─── INFORMATION SHOWN
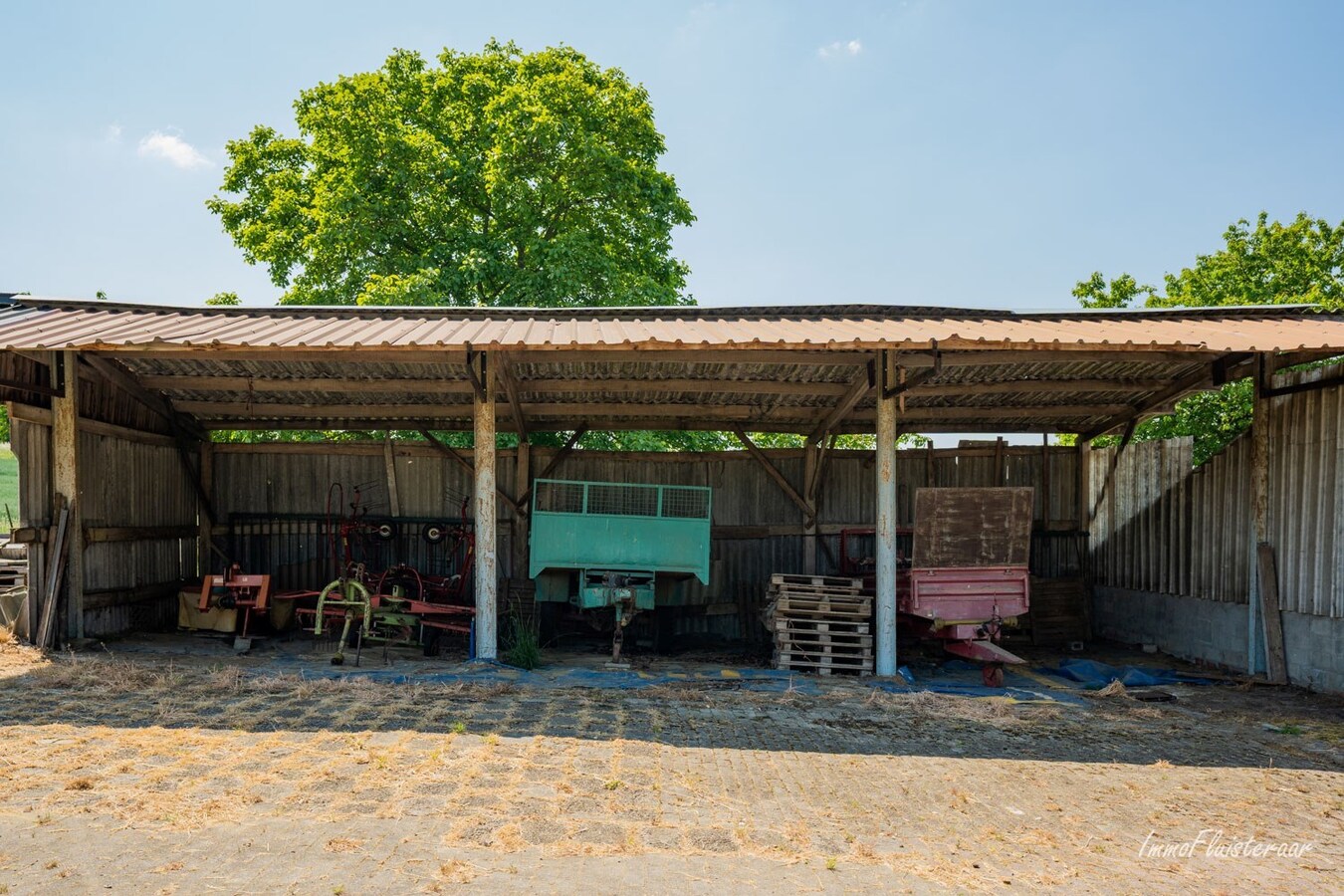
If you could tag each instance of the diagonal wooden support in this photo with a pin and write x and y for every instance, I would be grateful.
(859, 389)
(448, 450)
(511, 391)
(554, 462)
(1199, 379)
(776, 474)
──────
> _WHAT TO DO_:
An exact repeat of the listing above, pictures excluded, is the answer.

> _OUTPUT FOR THIS EXERCISE_:
If you could tag each instance of the diagonal wooden support in this photo with a pin and write x and y for every instance, I would be grateful.
(859, 389)
(448, 450)
(511, 391)
(554, 462)
(1199, 379)
(776, 474)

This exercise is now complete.